_Problem_: Below are records to repeat exactly. Omit the pictures from the copy.

^^^^

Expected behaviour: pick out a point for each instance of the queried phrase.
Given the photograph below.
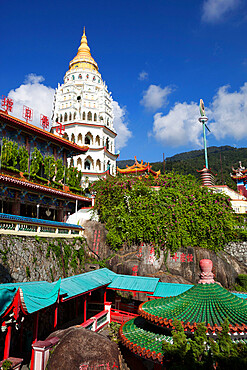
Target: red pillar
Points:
(7, 343)
(55, 316)
(85, 308)
(35, 336)
(76, 307)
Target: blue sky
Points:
(158, 59)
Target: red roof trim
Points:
(40, 188)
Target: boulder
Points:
(80, 348)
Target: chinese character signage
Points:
(27, 113)
(7, 104)
(44, 121)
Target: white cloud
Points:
(155, 97)
(35, 95)
(227, 118)
(179, 127)
(229, 113)
(214, 10)
(120, 125)
(143, 76)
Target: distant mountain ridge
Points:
(221, 159)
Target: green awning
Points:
(134, 283)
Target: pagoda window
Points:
(98, 165)
(79, 163)
(107, 143)
(88, 164)
(97, 140)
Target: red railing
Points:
(121, 316)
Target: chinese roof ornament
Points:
(83, 58)
(138, 168)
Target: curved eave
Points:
(107, 129)
(42, 134)
(40, 188)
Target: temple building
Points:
(83, 105)
(34, 175)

^^^^

_Answer for the task_:
Expected behaviour: pick out a point for each instance of the queried phrase.
Given the photograph below.
Target: red pillar
Points:
(7, 343)
(55, 316)
(85, 308)
(35, 336)
(76, 307)
Target: blue sky
Points:
(158, 59)
Target: red roof trim
Points:
(40, 188)
Target: boulder
Points:
(80, 348)
Target: chinese character signage
Points:
(27, 113)
(7, 104)
(44, 121)
Target: white cloud
Points:
(155, 97)
(35, 95)
(227, 118)
(179, 127)
(229, 113)
(214, 10)
(120, 125)
(143, 76)
Target: distant mountain ridge
Points:
(221, 159)
Target: green awning
Points:
(134, 283)
Target: pagoda window
Points:
(98, 165)
(79, 163)
(107, 143)
(88, 164)
(97, 140)
Target: red railing
Points:
(121, 316)
Target: chinese roof ornament
Points:
(83, 58)
(138, 168)
Target: curved eave
Points:
(107, 129)
(42, 134)
(40, 188)
Target: temple building
Points:
(83, 105)
(34, 175)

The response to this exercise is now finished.